• **Text section**
Begin

Germany should be rich enough to fulfil all her tasks of civilization, and the more completely these tasks should be performed the easier it would be to bear their costs. But the barrier of militarism obstructs the road.

Quite especially provoking is the way in which the expenses of militarism are defrayed in Germany—and elsewhere, in France, for instance. It can almost be said that militarism is the creator and preserver of our oppressive, unjust system of indirect taxation. The entire tariff and taxation system of the Empire, which amounts to a squeezing-out of the masses, i. e., the great needy mass of our population, and to which is due, for example, that in 1906 the cost of living for the mass of the people rose by no less than from 10 to 15 percent, as against the average for the period from 1900 to 1904, not only benefits the junkers (that parasitic class so tenderly cared for, very largely for militaristic reasons), but serves in the first line militaristic purposes. It is no less mainly the fault of militarism if our system of communication, the development and perfection of which is especially to the greatest advantage of a sensible capitalism equipped with a shrewd understanding of its interests, does not by far meet the demands of traffic and technical progress, but is used as a milch-cow for a special indirect taxation of the people. The story of the Stengel bill on imperial finances ought to make even a blind man see. It is possible to calculate almost to a cent that this bill was only caused by the necessity of stopping that 200-million hole which militarism had once again succeeded in making in the imperial treasury; and the kind of taxation resorted to, which presses heavily on articles of popular consumption, beer, tobacco, etc., and even on communication, that breath of life of capitalism, excellently illustrates what was said above.

End

• **What you need to do**
[1] From the passage on militarism and taxation, reproduce word for word the part that opens with the words containing "Germany should be" and closes with "obstructs the road.".
[2] Render this sentence from the passage on militarism and taxation in Spanish: "The story of the Stengel bill on imperial finances ought to make even a blind man see."
[3] Carry on the passage on militarism and taxation, picking up after its final sentence.

• **Material shown**

Begin

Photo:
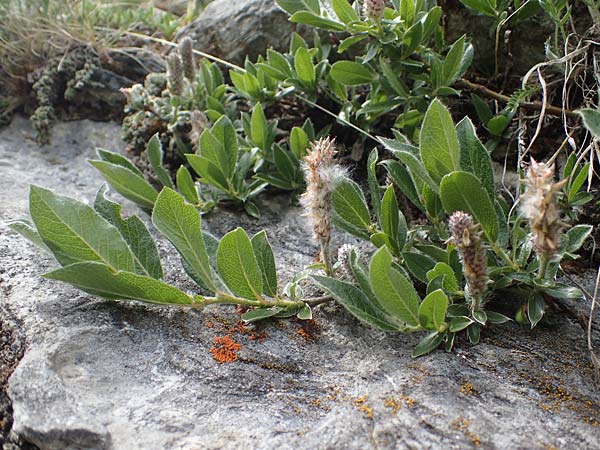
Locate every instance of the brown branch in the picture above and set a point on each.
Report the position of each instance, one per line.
(535, 106)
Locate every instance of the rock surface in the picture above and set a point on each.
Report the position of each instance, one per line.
(103, 375)
(234, 29)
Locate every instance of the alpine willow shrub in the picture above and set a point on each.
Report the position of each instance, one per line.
(116, 258)
(473, 248)
(440, 277)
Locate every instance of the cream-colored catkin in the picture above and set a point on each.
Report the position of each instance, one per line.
(322, 175)
(187, 58)
(466, 236)
(373, 9)
(538, 205)
(175, 74)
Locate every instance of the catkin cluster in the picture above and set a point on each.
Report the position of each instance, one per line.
(180, 65)
(538, 205)
(373, 9)
(322, 175)
(466, 236)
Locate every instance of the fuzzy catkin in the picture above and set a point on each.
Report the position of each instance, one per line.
(538, 205)
(187, 58)
(322, 174)
(175, 74)
(466, 236)
(373, 9)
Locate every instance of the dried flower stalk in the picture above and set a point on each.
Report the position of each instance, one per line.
(187, 58)
(322, 174)
(175, 74)
(466, 236)
(539, 206)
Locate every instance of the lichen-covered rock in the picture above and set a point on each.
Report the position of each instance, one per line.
(234, 29)
(103, 375)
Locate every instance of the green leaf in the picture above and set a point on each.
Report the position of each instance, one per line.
(298, 142)
(186, 186)
(393, 290)
(497, 318)
(304, 66)
(180, 223)
(459, 323)
(224, 132)
(591, 120)
(305, 313)
(266, 261)
(103, 281)
(258, 127)
(74, 232)
(474, 332)
(293, 6)
(404, 180)
(356, 302)
(210, 172)
(317, 21)
(351, 73)
(474, 156)
(497, 124)
(350, 205)
(442, 269)
(345, 11)
(393, 222)
(453, 61)
(127, 183)
(535, 308)
(428, 344)
(563, 291)
(462, 191)
(418, 265)
(576, 236)
(119, 160)
(135, 233)
(238, 266)
(432, 311)
(27, 230)
(155, 157)
(440, 150)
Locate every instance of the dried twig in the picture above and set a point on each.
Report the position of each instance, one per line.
(534, 106)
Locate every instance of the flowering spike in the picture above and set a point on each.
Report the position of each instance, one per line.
(466, 236)
(538, 205)
(175, 74)
(373, 9)
(322, 174)
(187, 58)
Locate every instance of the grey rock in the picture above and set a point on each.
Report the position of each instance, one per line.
(234, 29)
(105, 375)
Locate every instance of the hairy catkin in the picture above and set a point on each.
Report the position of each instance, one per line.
(175, 74)
(466, 236)
(538, 205)
(322, 175)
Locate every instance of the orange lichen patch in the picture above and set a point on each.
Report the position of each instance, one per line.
(361, 405)
(469, 389)
(409, 401)
(224, 350)
(462, 424)
(391, 403)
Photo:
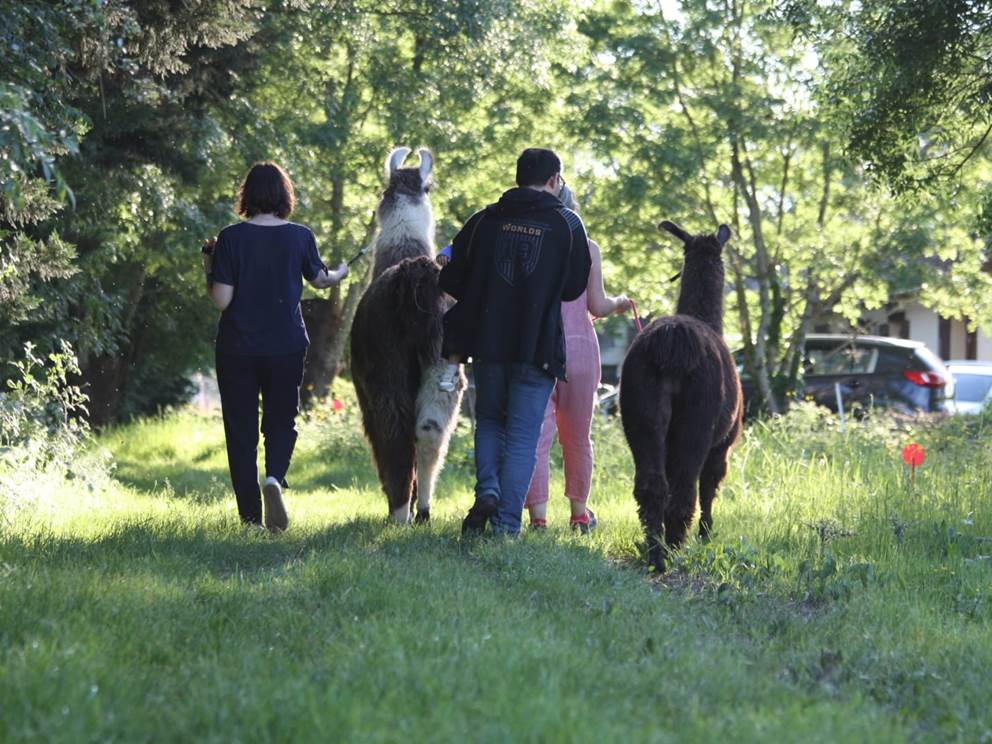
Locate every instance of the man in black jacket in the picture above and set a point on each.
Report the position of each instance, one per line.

End

• **Expected outputs**
[1]
Germany should be rich enough to fulfil all her tasks of civilization, and the more completely these tasks should be performed the easier it would be to bear their costs. But the barrier of militarism obstructs the road.

[2] La historia del proyecto de ley Stengel sobre las finanzas imperiales debería hacer ver incluso a un ciego.

[3]
No doubt, in many respects militarism is a burden to capitalism itself, but that burden is as firmly installed on the capitalist back as the mysterious strong old man was on the shoulders of Sinbad the Sailor. Capitalism is in need of militarism just as spies are needed in times of war and executioners and their assistants in times of peace. It may hate militarism, but it can not do without it, just as the civilized Christian may detest the sins against the Gospel, but can not live without them. Militarism is one of the original sins of capitalism, which may be susceptible of being mitigated here and there, but of which it will be purged only in the purgatory of Socialism.

THE ARMY AS A WEAPON AGAINST THE
PROLETARIAT IN THE ECONOMIC
STRUGGLE.

Preliminary Remarks.

We have seen that militarism has become the centre round which our political, social and economic life tends to move more and more, that it is the wire-puller operating the marionettes of the capitalist puppet-show. We have seen what the purpose is that militarism pursues, how it tries to accomplish that purpose and how in the pursuit of that end it must necessarily produce the poison by which it is to die. We have also pointed out what an important role as a conservative force it plays—alas! with little success—as a school for drumming proper views into the nation in uniform and civilian dress. But militarism is not content with that part; it exercises even today and in quiet times its conserving influence in various other directions, as a preparation, as a preliminary practice for the great day when after a long apprenticeship and service as a journeyman it has to produce its masterpiece, for the day when the people rises boldly and fearlessly against its rulers, the day of the great reckoning.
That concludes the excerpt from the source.